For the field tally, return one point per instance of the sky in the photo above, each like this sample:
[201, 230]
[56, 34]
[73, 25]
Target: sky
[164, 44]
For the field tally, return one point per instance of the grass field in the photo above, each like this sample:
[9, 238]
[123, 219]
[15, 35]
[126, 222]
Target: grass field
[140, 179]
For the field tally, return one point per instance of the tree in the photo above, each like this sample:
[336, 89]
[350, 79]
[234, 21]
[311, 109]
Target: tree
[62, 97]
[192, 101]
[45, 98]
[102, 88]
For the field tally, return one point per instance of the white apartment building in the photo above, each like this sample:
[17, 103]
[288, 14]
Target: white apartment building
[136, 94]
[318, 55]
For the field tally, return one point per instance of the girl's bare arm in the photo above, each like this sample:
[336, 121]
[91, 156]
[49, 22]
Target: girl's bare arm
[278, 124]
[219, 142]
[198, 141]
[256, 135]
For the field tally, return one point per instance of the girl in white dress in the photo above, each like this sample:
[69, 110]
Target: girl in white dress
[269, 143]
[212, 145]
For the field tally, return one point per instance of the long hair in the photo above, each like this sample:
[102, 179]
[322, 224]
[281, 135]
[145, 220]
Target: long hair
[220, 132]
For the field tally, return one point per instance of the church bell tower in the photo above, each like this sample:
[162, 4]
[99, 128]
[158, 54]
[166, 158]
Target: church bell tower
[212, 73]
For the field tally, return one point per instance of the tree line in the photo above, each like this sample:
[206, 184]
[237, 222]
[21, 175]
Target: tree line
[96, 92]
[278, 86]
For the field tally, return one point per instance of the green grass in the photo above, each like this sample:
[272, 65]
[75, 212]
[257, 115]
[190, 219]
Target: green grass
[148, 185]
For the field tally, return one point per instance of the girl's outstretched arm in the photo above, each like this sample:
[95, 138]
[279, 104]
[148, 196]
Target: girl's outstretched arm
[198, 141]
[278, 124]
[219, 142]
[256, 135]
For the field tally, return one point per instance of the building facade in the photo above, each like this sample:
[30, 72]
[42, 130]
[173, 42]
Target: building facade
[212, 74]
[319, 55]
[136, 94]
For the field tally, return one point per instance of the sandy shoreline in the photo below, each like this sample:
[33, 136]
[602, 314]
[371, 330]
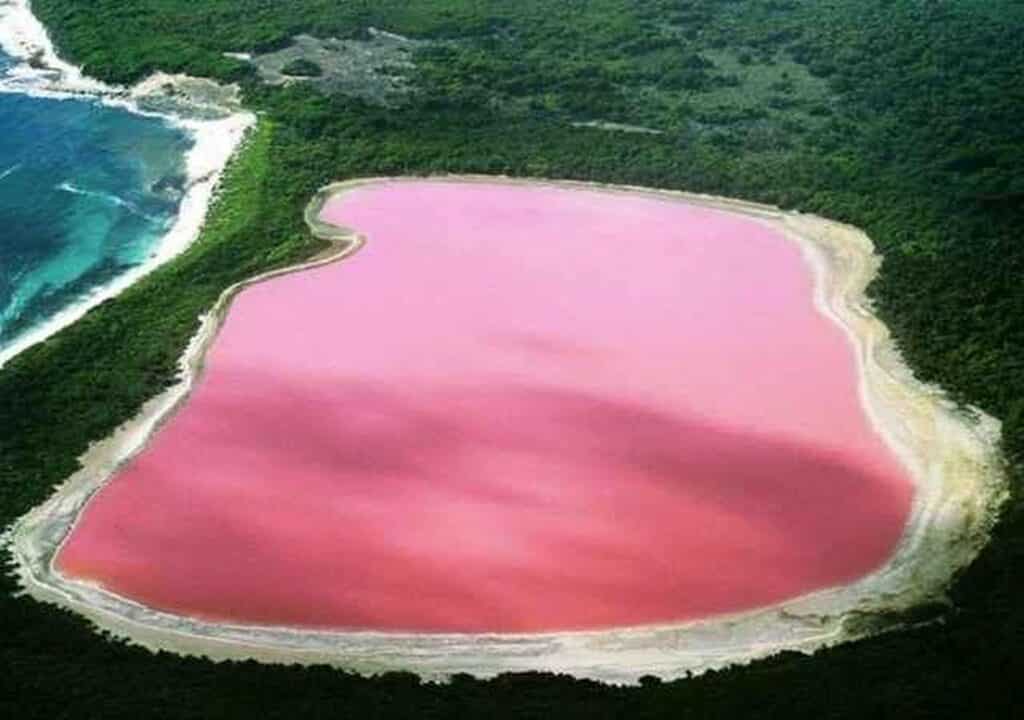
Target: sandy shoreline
[950, 455]
[211, 115]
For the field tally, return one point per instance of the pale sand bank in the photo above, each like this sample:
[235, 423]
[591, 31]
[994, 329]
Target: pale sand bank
[951, 457]
[211, 114]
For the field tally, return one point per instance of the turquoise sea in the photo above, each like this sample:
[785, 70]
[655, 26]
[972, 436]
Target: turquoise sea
[86, 194]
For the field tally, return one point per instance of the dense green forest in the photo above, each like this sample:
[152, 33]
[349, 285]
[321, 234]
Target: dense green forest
[902, 117]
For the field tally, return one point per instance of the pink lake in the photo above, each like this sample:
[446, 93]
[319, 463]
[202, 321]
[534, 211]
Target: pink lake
[515, 409]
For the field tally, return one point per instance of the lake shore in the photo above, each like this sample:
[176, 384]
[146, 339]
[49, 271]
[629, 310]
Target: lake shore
[210, 114]
[950, 455]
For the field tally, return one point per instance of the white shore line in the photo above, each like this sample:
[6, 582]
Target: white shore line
[214, 142]
[950, 454]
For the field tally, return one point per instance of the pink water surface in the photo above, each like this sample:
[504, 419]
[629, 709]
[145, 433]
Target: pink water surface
[515, 409]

···

_Objective_: Reproduce the records verbatim from the line that contains "of the pale" through the end of the records, including that first line and the final one.

_Result of this task_:
For the field tally, return one point per instance of the pale sand bank in the photo above, each like this sample:
[235, 423]
[591, 31]
[994, 329]
Target: pale sand bank
[951, 457]
[211, 114]
For the field tally, return one point per instance of the turquoise sea in the photo above, each like this sample:
[785, 70]
[655, 26]
[972, 436]
Target: turquoise sea
[86, 194]
For the field tally, return one point per instance of the dense green forest in the photo above, each like this sample:
[152, 33]
[349, 285]
[321, 234]
Target: dense green forest
[902, 117]
For the field tally, return one point per instance of the pink lake in the photo above, each like this sample:
[446, 93]
[319, 463]
[202, 321]
[534, 211]
Target: pink lake
[515, 409]
For the field tally, return one point per instance of the lake shore in the photo above, each like this sample:
[176, 384]
[146, 339]
[49, 271]
[629, 310]
Target: lake shore
[210, 114]
[950, 455]
For the field tally, return one point per instance of the white shore line in the photo above, each like this sample:
[6, 582]
Target: white shore line
[214, 142]
[950, 454]
For the field tally, return one point per instance of the pink water surface in the photo above, each like this sample:
[504, 419]
[629, 709]
[145, 433]
Target: pink water surface
[515, 409]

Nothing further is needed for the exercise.